__REQUIRED TASK__
Convert the material below, from the line containing "Would you mind indicating the ceramic" up to and including the final line of the material, into a numbered list. Omit blank lines and any pictures.

__Material from a point labeling set__
-- Start --

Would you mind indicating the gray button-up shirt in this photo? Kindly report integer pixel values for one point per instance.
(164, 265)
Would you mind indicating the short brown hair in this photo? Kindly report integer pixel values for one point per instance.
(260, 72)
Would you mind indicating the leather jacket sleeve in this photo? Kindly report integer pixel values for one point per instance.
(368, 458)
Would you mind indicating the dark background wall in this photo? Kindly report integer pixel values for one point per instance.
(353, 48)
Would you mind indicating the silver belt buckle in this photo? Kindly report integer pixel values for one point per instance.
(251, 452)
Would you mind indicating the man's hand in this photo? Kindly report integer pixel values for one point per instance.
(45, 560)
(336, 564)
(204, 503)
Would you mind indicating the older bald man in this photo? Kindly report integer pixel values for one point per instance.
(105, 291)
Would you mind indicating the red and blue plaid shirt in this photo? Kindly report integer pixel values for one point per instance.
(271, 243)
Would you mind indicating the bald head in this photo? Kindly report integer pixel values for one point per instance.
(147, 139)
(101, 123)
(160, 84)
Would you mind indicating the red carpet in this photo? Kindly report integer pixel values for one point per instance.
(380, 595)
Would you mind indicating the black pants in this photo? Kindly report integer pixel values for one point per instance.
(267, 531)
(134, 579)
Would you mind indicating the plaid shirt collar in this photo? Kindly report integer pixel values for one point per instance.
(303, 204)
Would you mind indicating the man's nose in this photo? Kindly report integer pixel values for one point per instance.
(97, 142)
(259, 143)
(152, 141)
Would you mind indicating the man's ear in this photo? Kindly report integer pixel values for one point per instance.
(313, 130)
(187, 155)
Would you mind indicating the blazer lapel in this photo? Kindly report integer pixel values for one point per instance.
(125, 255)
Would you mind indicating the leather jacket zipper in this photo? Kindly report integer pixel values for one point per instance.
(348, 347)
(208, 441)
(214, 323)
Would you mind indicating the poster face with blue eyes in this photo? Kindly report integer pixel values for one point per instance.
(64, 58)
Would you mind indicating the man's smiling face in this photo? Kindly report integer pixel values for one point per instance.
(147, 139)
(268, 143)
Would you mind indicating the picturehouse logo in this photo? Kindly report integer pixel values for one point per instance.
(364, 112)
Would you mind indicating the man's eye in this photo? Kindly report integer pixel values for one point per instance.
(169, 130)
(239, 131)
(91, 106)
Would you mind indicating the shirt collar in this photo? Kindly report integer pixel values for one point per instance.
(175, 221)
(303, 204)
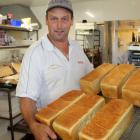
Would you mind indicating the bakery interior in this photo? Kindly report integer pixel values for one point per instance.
(107, 30)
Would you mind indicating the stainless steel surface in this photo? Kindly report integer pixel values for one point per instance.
(133, 132)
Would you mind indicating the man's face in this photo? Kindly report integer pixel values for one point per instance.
(59, 21)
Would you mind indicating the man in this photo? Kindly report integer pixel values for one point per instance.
(51, 67)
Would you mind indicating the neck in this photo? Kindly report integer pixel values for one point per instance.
(63, 46)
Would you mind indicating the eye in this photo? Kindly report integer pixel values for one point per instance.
(53, 19)
(65, 19)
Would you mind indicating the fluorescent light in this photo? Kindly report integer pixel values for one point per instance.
(90, 14)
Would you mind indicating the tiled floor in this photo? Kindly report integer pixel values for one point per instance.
(5, 134)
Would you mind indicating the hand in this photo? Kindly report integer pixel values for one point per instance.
(42, 132)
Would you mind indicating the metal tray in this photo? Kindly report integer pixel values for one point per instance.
(133, 132)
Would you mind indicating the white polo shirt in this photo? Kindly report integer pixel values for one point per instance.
(46, 73)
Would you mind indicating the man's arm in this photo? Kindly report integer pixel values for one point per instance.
(40, 131)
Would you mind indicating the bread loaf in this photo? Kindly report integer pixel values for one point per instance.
(6, 71)
(131, 89)
(69, 123)
(112, 83)
(110, 122)
(90, 83)
(47, 114)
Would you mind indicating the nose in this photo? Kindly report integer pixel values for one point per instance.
(59, 24)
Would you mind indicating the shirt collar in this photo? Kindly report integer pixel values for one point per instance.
(46, 43)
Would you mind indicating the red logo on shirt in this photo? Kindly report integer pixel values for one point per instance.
(80, 62)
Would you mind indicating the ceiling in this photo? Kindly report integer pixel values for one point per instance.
(30, 2)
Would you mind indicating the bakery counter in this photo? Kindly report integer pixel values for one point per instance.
(133, 132)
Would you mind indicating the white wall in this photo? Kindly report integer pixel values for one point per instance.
(104, 10)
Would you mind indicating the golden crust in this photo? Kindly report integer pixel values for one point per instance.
(105, 119)
(49, 113)
(111, 84)
(131, 89)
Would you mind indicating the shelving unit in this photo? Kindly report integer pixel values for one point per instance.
(134, 55)
(89, 40)
(13, 28)
(15, 45)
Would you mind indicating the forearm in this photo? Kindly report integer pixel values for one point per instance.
(40, 131)
(28, 109)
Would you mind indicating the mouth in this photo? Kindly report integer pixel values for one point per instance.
(59, 31)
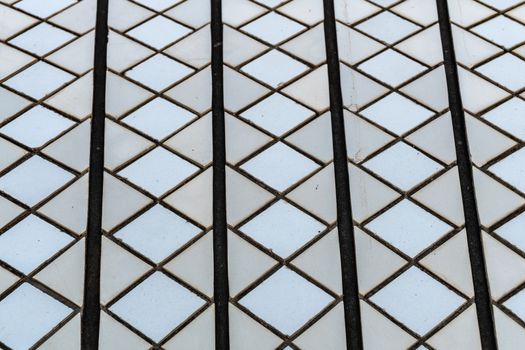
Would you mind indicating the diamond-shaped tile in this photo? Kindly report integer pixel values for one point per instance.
(274, 68)
(159, 118)
(43, 9)
(403, 166)
(36, 126)
(148, 32)
(158, 5)
(11, 104)
(502, 31)
(49, 77)
(509, 117)
(30, 243)
(165, 170)
(286, 301)
(27, 314)
(387, 27)
(512, 169)
(42, 39)
(34, 180)
(279, 166)
(159, 72)
(397, 113)
(13, 22)
(507, 70)
(11, 153)
(408, 227)
(12, 59)
(157, 233)
(417, 300)
(391, 67)
(277, 114)
(157, 305)
(273, 28)
(283, 228)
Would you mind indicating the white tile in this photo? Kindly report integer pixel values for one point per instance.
(50, 78)
(508, 70)
(279, 166)
(403, 166)
(157, 233)
(391, 67)
(34, 180)
(502, 31)
(273, 28)
(283, 228)
(158, 5)
(512, 169)
(509, 117)
(13, 22)
(387, 27)
(159, 118)
(397, 113)
(277, 114)
(408, 227)
(157, 306)
(11, 104)
(159, 72)
(148, 32)
(43, 9)
(12, 59)
(286, 301)
(274, 68)
(158, 171)
(28, 314)
(36, 127)
(417, 300)
(30, 243)
(512, 232)
(42, 39)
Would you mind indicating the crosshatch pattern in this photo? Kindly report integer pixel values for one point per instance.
(46, 60)
(285, 287)
(488, 38)
(157, 266)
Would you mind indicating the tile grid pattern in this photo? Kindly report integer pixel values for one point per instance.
(403, 100)
(44, 142)
(494, 31)
(156, 249)
(271, 170)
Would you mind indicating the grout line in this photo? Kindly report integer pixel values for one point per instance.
(90, 323)
(220, 231)
(354, 340)
(472, 225)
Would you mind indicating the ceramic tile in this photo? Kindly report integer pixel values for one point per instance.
(281, 28)
(157, 305)
(36, 127)
(286, 301)
(27, 315)
(283, 228)
(42, 39)
(403, 166)
(408, 227)
(417, 300)
(387, 27)
(157, 233)
(166, 170)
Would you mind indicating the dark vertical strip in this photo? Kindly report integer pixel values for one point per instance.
(472, 225)
(220, 233)
(91, 311)
(354, 338)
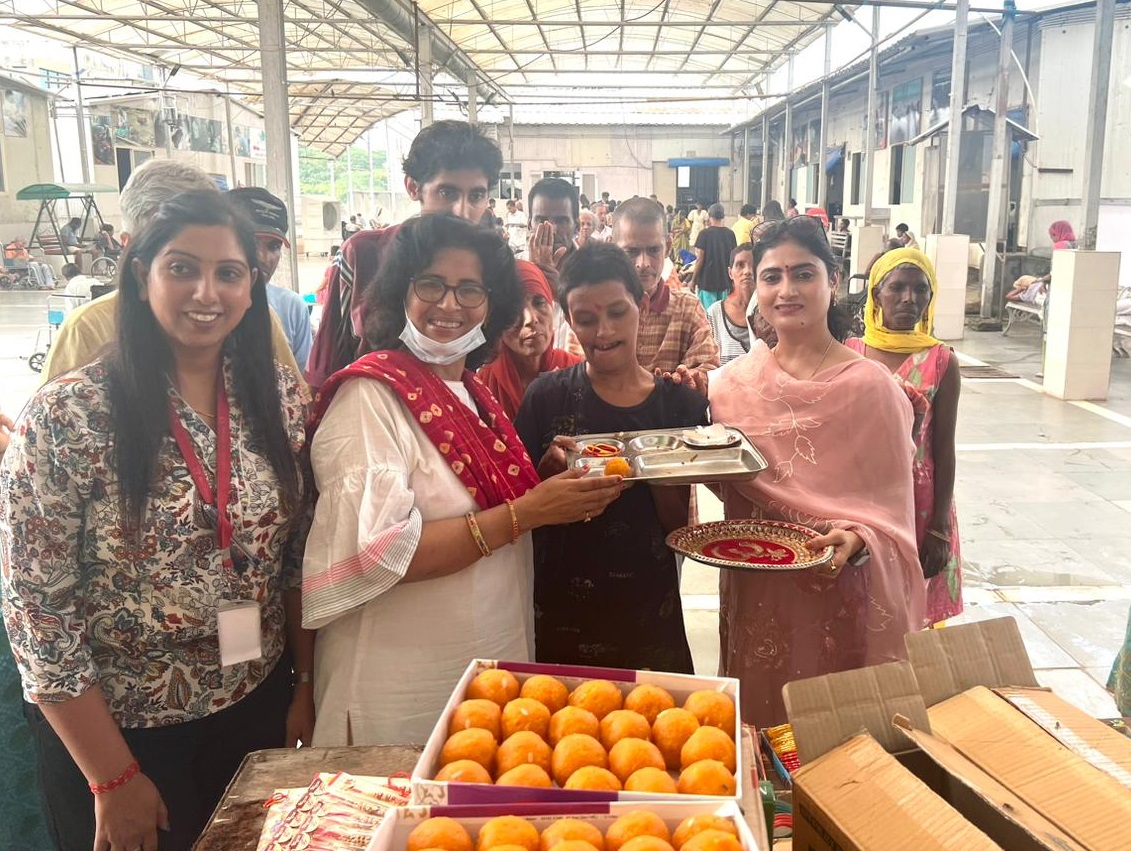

-- End --

__SOLUTION FOR THIS PROBLEM__
1. Would you mind indicating the ceramic tile in this photo? Kindly report integer pixel values for one point per instance.
2. (281, 28)
3. (157, 305)
4. (36, 127)
5. (286, 301)
6. (27, 315)
7. (283, 228)
8. (42, 39)
9. (403, 166)
10. (408, 227)
11. (417, 300)
12. (387, 27)
13. (157, 233)
14. (166, 170)
15. Would you mind indicating the dark vertical strip in this photo? Kindly report integer pixel values for one point per instance.
16. (472, 225)
17. (220, 233)
18. (91, 311)
19. (354, 338)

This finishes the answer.